─── Extract to read ───

Skip to content

Adding Semantic Metadata

Semantic metadata helps AI agents understand your data model. By adding descriptions, synonyms, and example questions to your cubes, you enable better natural language query generation and more accurate cube discovery.

Without metadata, AI agents only see field names like avgSalary or createdAt. With metadata, they understand:

  • What each measure/dimension represents
  • Alternative names users might use (“headcount” = “employee count”)
  • What questions this cube can answer

Explains what the cube contains and when to use it:

defineCube({
name: 'Sales',
description: 'Revenue and order data from all sales channels including web, mobile, and in-store',
// ...
})

Helps AI understand what this cube can answer:

defineCube({
name: 'Sales',
description: 'Revenue and order data',
exampleQuestions: [
'What was total revenue last month?',
'Show me sales by product category',
'Which region had the highest order volume?',
'Compare this quarter to last quarter'
],
// ...
})

─── Dataset excerpts ───

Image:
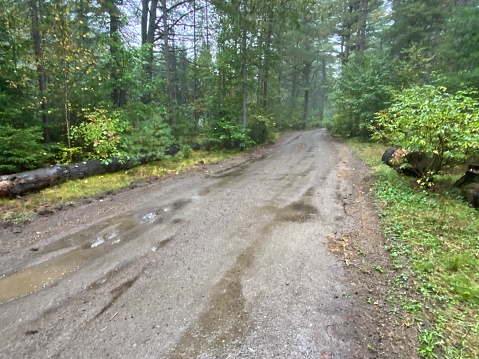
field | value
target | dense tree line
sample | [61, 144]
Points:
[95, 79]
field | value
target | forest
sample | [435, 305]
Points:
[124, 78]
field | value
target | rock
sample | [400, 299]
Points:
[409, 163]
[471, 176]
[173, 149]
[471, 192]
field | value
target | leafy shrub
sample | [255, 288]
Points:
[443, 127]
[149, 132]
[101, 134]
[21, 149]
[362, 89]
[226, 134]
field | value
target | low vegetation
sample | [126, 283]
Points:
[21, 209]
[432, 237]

───
─── Dataset excerpts ───

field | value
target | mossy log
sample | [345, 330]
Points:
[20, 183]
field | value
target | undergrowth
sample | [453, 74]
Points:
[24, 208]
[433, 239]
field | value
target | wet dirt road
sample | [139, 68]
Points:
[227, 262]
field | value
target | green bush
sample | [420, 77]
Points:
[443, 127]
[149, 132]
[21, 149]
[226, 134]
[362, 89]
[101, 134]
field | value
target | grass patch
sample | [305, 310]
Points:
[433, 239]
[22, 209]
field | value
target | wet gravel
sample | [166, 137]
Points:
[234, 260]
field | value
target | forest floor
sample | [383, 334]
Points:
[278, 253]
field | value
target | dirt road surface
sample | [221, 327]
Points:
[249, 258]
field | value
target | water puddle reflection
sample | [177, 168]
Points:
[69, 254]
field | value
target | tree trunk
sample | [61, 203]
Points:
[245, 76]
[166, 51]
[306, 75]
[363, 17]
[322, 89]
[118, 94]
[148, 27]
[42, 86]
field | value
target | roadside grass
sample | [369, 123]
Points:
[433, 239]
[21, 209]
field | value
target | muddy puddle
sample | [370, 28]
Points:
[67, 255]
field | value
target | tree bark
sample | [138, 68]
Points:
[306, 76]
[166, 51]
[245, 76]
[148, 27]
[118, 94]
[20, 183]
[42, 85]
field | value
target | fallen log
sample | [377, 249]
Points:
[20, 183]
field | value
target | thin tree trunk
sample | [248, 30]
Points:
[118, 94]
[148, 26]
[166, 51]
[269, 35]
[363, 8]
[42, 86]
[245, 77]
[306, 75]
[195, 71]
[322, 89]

───
─── Dataset excerpts ───

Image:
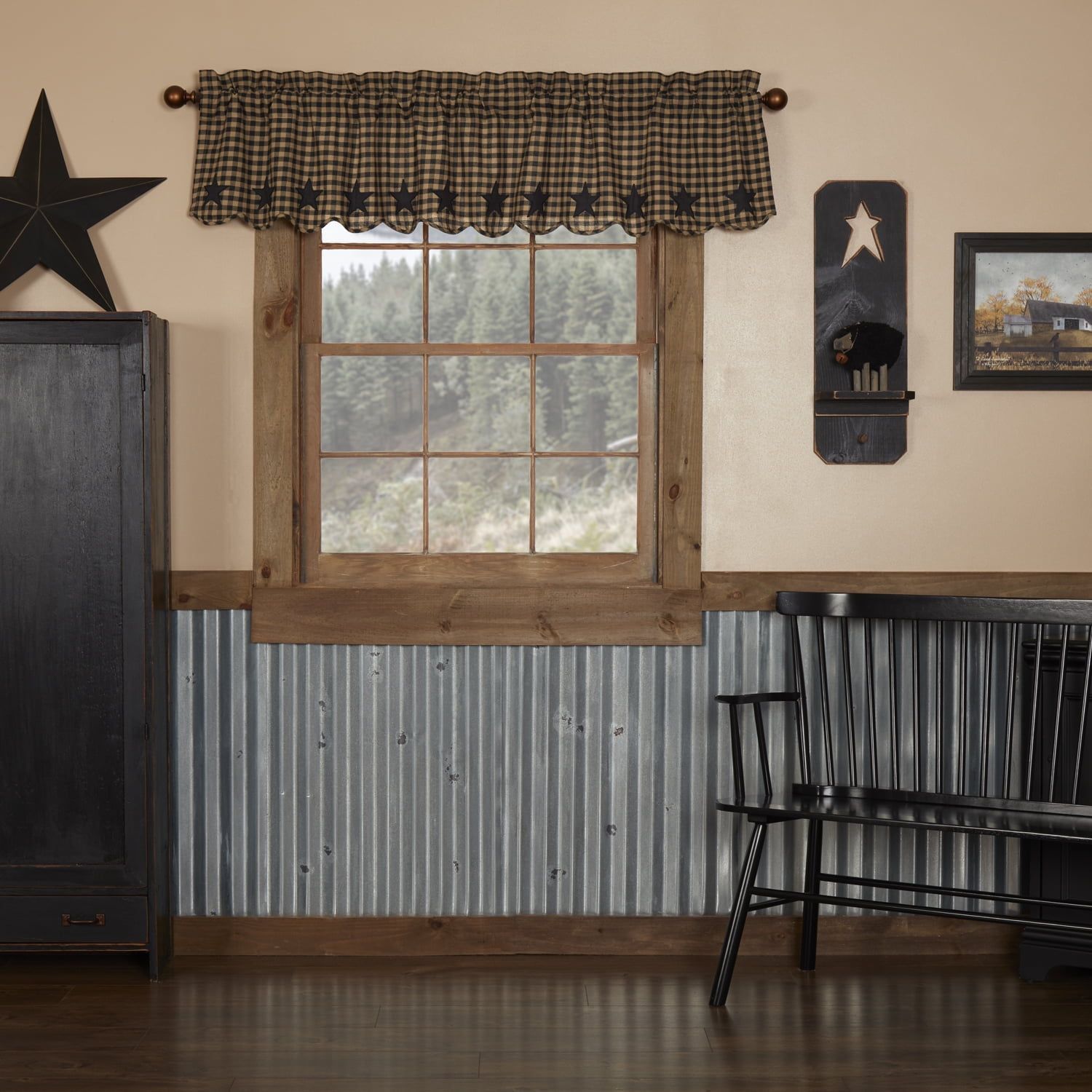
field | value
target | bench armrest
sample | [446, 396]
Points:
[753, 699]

───

=== Given instruction A ===
Answer these questions from the semantic metadata page, one per line:
(i) Without metadata, what do AI agents see?
(ii) Which sales channels does the first Sales cube description list?
(iii) How many example questions does the second Sales cube definition include?
=== Given instruction B ===
According to the semantic metadata page, why is it worth adding descriptions, synonyms, and example questions to cubes? Answer in one to three sentences.
You can set the rows aside; they play no part here.

=== Correct result A ===
(i) Only field names, such as avgSalary or createdAt.
(ii) Web, mobile, and in-store.
(iii) Four.

=== Correct result B ===
Without metadata, AI agents see only field names like avgSalary or createdAt. With it, they understand what each measure or dimension represents, which alternative names users might use, and what questions a cube can answer. This enables better natural language query generation and more accurate cube discovery.